* **Brief**:
Copy the records below exactly as they appear.

Saved entries:
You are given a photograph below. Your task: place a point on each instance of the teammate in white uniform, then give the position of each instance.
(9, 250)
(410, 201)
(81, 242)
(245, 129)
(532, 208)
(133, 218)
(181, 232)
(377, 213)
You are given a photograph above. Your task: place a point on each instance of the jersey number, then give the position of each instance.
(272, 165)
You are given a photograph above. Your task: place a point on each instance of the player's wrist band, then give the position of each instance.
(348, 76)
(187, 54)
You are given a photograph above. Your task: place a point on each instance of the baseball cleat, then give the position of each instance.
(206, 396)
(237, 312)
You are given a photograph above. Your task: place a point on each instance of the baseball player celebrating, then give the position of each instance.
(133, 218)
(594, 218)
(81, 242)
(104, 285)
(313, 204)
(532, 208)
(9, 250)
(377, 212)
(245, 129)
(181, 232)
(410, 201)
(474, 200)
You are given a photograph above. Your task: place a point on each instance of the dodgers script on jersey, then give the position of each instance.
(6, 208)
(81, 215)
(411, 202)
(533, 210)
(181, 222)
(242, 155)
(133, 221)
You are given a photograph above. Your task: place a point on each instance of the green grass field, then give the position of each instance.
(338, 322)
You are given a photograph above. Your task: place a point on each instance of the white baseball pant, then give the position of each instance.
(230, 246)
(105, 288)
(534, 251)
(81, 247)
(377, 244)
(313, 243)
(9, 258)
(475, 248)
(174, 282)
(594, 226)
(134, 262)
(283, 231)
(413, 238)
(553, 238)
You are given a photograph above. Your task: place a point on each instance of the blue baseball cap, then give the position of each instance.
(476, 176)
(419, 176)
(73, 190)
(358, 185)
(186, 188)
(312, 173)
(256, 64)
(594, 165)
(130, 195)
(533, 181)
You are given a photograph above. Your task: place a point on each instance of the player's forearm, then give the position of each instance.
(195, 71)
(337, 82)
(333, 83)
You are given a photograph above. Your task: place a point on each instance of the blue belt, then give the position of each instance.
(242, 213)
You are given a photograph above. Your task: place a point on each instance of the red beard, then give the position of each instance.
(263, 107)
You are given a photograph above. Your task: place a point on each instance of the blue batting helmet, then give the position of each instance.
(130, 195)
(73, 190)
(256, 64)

* **Answer box**:
You are given a photograph below. Your task: place a point on each instance of the teammate in white uniform, then give the position of each instance.
(9, 250)
(410, 201)
(81, 242)
(245, 129)
(532, 208)
(133, 218)
(181, 232)
(377, 213)
You are given a photograph above. Your task: place a point on each instance of the jersey number, then give the position of each instance.
(272, 165)
You are given a photograph above. Your task: place a point on each instance of the player's wrist band, then give the position of each instance.
(348, 76)
(187, 54)
You are given a photograph above. Your task: place a point on each instance of the baseball cleat, then give the position of each instance.
(206, 396)
(237, 312)
You are given a photograph above. Your task: place a point on each instance of the baseball player celebrating, then give the position of each instance.
(133, 218)
(594, 218)
(81, 242)
(104, 285)
(313, 204)
(532, 208)
(9, 250)
(377, 212)
(245, 129)
(181, 232)
(410, 201)
(474, 200)
You are given a photograph above. Your task: place a point on each instance of the dodgers script on jersey, then give the position of each instance.
(6, 208)
(81, 215)
(411, 202)
(533, 210)
(181, 222)
(242, 155)
(133, 221)
You are given a photograph above. Your task: place a point on each instance of the green grass field, then give the position of each instance.
(338, 322)
You are given a photograph above. Your task: place a point on each instance of the white baseball pant, then give the position of each instance.
(230, 246)
(105, 288)
(534, 251)
(81, 247)
(377, 244)
(313, 243)
(9, 258)
(475, 248)
(174, 282)
(594, 226)
(134, 262)
(283, 231)
(413, 238)
(553, 238)
You are given a photograph above. Your task: place a point on each instance of the blue baseball cap, then give the position of each instance.
(476, 176)
(419, 176)
(73, 190)
(358, 185)
(186, 188)
(312, 173)
(256, 64)
(594, 165)
(130, 195)
(533, 181)
You are given a photograph above. Your task: place a point on each instance of the player's forearm, then give the position of each instance.
(195, 71)
(337, 82)
(333, 83)
You are given a photograph above. Your task: place a point on each instance of the blue belt, then give the position of each instance.
(242, 213)
You are given a photograph above. Your task: place a point on each instance of the red beard, then give the position of each instance.
(263, 107)
You are given a photograph above. Your task: place a point on each instance of the blue batting helmet, then give the position of each instance.
(130, 195)
(73, 190)
(256, 64)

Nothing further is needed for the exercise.